Can you elaborate on the scenario that led a user to merge groups?
Does it make sense to try to "automatically" merge a (new) group with 
all the existing groups sometime prior to its first device open?

As always, it is a pleasure to read your documentation.
Ronen.

> +If the groups cannot be merged, the ioctl will fail and the user will
> +need to manage the groups independently.  Users should have no
> +expectation for group merging to be successful.  Some platforms may
> +not support it at all, others may only enable merging of sufficiently
> +similar groups.  If the ioctl succeeds, then the group file
> +descriptors are effectively fungible between the groups.  That is,
> +instead of their actions being isolated to the individual group, each
> +of them are gateways into the combined, merged group.  For instance,
> +retrieving an IOMMU file descriptor from any group returns a reference
> +to the same object, mappings to that IOMMU descriptor are visible to
> +all devices in the merged group, and device descriptors can be
> +retrieved for any device in the merged group from any one of the group
> +file descriptors.  In effect, a user can manage devices and the IOMMU
> +of a merged group using a single file descriptor (saving the merged
> +groups file descriptors away only for unmerged) without the
> +permission complications of creating a separate "super group" character
> +device.

_STATED TASK A:_ Edit the listing by replacing "segment" with "outline", leaving everything else as is. Reproduce only the lines that begin at the line containing "segment front step, each instance" and continue through the end of the listing.
The discussion above and the listing that comes next are unrelated material.

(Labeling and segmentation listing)
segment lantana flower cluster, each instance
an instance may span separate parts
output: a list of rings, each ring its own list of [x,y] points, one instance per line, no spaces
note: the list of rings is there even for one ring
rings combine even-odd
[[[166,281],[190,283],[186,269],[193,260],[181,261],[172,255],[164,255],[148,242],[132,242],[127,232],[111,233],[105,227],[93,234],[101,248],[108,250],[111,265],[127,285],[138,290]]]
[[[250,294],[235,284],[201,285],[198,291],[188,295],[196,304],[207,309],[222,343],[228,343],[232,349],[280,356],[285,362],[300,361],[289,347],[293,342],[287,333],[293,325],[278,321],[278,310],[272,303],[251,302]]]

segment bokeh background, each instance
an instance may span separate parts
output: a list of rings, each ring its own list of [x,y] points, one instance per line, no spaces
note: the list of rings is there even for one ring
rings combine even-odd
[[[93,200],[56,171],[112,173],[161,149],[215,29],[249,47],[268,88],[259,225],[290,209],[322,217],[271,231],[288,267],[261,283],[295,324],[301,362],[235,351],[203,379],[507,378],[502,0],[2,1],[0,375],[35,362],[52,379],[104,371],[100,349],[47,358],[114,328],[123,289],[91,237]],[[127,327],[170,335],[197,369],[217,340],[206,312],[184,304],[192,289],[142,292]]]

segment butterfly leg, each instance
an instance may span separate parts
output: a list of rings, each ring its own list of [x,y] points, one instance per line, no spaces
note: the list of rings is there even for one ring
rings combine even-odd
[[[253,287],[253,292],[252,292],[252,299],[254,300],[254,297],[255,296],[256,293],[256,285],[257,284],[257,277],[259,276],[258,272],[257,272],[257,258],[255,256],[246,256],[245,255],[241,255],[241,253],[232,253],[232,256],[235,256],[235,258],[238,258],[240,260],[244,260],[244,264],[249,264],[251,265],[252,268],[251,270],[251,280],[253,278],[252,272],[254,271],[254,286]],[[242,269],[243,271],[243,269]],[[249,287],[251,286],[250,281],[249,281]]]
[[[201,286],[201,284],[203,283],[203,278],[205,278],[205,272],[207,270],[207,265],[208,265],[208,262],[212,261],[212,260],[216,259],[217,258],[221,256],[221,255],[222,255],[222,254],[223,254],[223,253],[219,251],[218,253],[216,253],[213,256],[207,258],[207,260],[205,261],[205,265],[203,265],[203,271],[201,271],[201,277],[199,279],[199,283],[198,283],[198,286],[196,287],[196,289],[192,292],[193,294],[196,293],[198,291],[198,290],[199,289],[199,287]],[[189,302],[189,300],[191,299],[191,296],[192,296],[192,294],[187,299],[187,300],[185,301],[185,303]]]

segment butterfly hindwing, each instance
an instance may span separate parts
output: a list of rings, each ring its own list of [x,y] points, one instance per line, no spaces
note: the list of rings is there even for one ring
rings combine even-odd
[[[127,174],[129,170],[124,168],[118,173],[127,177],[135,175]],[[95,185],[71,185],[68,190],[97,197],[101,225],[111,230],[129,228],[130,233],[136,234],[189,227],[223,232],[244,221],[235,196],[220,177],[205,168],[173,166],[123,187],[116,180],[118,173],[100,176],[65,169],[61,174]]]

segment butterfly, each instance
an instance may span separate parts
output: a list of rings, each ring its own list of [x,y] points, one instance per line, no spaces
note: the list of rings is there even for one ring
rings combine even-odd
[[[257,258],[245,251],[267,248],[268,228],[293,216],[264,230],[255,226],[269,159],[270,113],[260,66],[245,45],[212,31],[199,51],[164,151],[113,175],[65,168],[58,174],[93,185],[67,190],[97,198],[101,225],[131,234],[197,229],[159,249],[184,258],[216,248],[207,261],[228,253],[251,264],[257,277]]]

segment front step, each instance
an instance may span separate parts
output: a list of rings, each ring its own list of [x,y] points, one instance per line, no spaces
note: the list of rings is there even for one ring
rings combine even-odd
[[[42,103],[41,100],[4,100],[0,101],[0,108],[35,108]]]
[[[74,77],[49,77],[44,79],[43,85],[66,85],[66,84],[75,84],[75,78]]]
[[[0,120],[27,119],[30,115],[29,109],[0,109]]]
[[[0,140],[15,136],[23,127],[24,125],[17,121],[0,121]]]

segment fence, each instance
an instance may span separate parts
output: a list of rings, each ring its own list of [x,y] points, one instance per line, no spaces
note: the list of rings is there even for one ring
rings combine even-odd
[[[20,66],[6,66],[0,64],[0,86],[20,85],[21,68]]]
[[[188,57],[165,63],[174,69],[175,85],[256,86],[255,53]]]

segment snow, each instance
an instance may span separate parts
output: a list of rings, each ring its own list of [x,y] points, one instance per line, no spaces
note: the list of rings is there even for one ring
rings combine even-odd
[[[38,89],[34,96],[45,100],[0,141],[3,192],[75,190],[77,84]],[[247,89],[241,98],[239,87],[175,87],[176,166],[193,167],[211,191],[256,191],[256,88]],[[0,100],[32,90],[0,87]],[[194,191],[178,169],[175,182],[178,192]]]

_STATED TASK B:_ Quote the discussion above word for word, beginning at the words "Can you elaborate" and stopping after "read your documentation.".

_CORRECT RESULT A:_
outline front step, each instance
an instance may span separate parts
output: a list of rings, each ring its own list of [x,y] points, one instance per line, no spaces
note: the list of rings is there even for one ring
rings combine even-odd
[[[42,103],[41,100],[4,100],[0,101],[0,108],[35,108]]]
[[[74,77],[49,77],[44,79],[43,85],[66,85],[66,84],[75,84],[75,78]]]
[[[0,120],[27,119],[30,115],[29,109],[0,109]]]
[[[0,140],[15,136],[23,127],[24,125],[17,121],[0,121]]]

outline fence, each instance
an instance may span separate parts
output: a list of rings, each ring its own list of [x,y] points, one instance per line, no spaces
note: the list of rings is there even for one ring
rings combine even-odd
[[[20,66],[6,66],[0,64],[0,86],[20,85],[21,68]]]
[[[188,57],[165,63],[174,69],[175,85],[256,86],[255,53]]]

outline snow, each instance
an instance may span separate parts
output: a list of rings, each ring its own list of [x,y] points, one instance per line, no spaces
note: the list of rings is there even for one ring
rings combine even-odd
[[[38,89],[34,96],[45,100],[0,141],[3,192],[75,190],[77,84]],[[247,89],[241,98],[239,87],[175,87],[176,166],[193,167],[211,191],[256,191],[256,88]],[[0,100],[32,90],[0,87]],[[194,191],[178,169],[175,182],[178,192]]]

_CORRECT RESULT B:_
Can you elaborate on the scenario that led a user to merge groups?
Does it make sense to try to "automatically" merge a (new) group with 
all the existing groups sometime prior to its first device open?

As always, it is a pleasure to read your documentation.